(Collection entries)

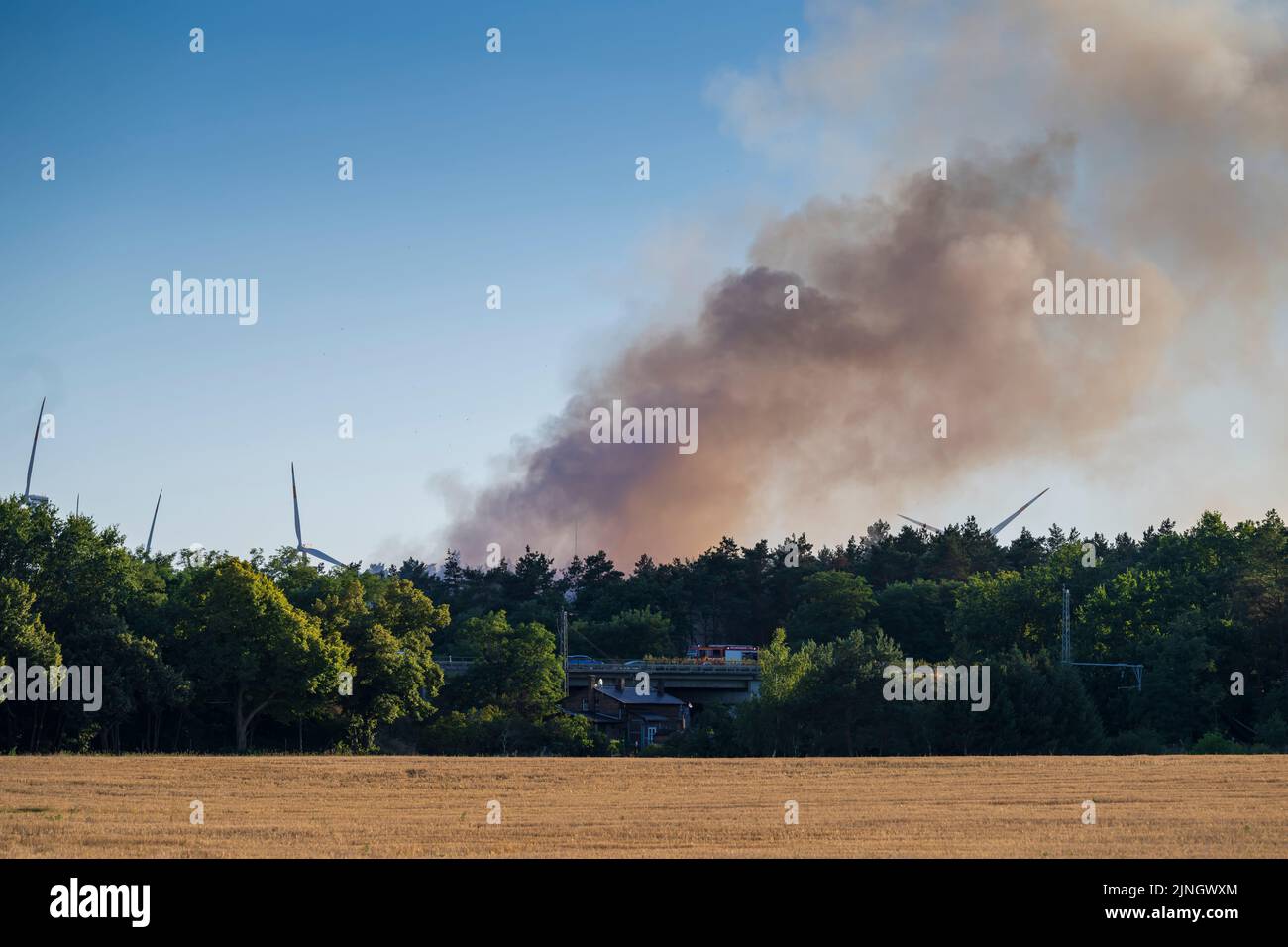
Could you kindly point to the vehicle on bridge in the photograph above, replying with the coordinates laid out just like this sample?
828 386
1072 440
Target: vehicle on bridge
724 654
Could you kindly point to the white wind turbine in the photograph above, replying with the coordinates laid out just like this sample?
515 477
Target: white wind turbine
991 532
299 536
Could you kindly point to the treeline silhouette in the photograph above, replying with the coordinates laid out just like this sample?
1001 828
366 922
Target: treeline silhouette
214 652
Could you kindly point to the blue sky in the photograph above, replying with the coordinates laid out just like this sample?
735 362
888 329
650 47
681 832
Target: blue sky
471 170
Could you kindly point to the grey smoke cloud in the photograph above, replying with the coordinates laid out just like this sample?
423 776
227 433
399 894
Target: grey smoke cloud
918 298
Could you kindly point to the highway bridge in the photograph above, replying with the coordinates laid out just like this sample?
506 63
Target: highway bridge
698 684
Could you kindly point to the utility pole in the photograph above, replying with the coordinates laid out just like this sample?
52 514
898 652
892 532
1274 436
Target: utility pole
1065 642
563 646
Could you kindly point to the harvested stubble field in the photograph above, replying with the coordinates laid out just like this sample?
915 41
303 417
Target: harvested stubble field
437 806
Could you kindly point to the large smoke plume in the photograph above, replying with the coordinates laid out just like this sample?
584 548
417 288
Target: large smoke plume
917 300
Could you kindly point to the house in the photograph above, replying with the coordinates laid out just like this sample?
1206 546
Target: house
636 719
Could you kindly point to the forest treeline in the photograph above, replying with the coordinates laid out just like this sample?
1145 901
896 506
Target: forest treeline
218 654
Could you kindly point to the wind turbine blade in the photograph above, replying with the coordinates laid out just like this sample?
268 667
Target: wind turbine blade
295 499
151 528
926 526
34 440
320 554
1005 522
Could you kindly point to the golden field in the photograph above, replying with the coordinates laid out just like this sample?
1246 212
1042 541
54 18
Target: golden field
430 806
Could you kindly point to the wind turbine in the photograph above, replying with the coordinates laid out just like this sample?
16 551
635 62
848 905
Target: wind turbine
991 532
27 496
151 528
299 536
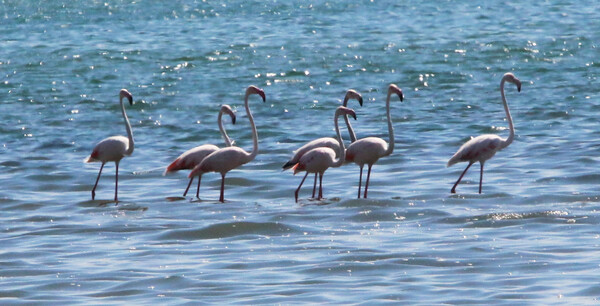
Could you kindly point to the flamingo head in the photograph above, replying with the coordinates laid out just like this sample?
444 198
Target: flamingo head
509 77
126 94
352 94
227 110
395 89
342 110
255 90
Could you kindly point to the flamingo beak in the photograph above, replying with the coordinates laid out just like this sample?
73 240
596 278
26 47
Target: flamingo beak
262 95
353 114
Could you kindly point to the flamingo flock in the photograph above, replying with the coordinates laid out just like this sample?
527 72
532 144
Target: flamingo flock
314 157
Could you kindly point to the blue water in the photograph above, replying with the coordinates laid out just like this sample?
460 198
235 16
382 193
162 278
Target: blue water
532 237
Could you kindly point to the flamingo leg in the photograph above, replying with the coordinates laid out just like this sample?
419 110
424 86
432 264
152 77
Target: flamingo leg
116 181
320 186
222 197
367 183
315 185
360 181
188 188
460 178
480 176
298 189
97 179
198 189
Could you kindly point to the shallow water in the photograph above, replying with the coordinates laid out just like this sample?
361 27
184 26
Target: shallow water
531 237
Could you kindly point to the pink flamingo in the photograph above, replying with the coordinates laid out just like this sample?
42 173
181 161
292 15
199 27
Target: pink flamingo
192 157
320 159
484 147
368 150
226 159
113 148
327 142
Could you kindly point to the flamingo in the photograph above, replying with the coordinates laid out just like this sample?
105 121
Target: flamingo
318 160
484 147
226 159
114 148
368 150
192 157
327 142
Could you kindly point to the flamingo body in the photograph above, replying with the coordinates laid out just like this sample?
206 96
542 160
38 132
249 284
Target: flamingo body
370 149
478 149
318 160
327 142
111 149
227 159
484 147
114 148
366 151
324 142
192 157
222 161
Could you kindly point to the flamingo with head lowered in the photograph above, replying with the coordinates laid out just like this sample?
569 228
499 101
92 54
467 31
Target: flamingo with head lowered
484 147
226 159
368 150
192 157
318 160
326 142
113 148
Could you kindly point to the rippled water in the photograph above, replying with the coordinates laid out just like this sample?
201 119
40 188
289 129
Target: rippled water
532 237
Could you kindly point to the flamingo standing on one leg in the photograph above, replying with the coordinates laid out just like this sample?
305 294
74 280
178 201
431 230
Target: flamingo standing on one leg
226 159
484 147
192 157
369 150
114 148
320 159
328 142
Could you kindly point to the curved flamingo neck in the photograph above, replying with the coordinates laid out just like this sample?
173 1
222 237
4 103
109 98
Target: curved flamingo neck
511 128
128 128
390 147
342 150
254 152
350 130
222 130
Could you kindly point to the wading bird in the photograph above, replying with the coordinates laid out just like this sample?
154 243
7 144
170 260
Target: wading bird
192 157
484 147
368 150
113 148
320 159
327 142
226 159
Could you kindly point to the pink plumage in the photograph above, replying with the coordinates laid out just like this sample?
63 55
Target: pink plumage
192 157
226 159
484 147
368 150
113 149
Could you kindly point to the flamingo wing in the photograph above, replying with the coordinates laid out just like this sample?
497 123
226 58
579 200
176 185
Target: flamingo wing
190 158
326 142
480 148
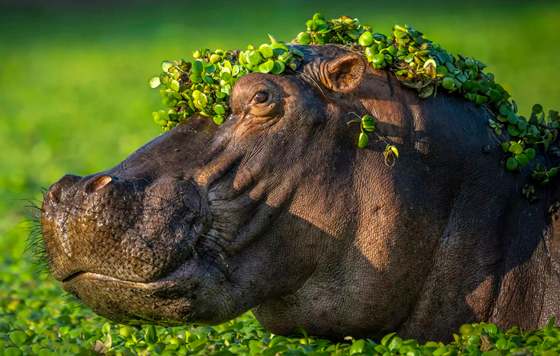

■ Set problem ■
Copy out the lines from the one containing "Could you kindly point to the flamingo wing" through the last line above, and leave out any pictures.

■ Finished task ■
Could you kindly point to the flamingo wing in the photograph above, replying with the coordinates laid out just like this sample?
497 123
226 58
579 200
176 185
Target: flamingo wing
190 158
326 142
480 148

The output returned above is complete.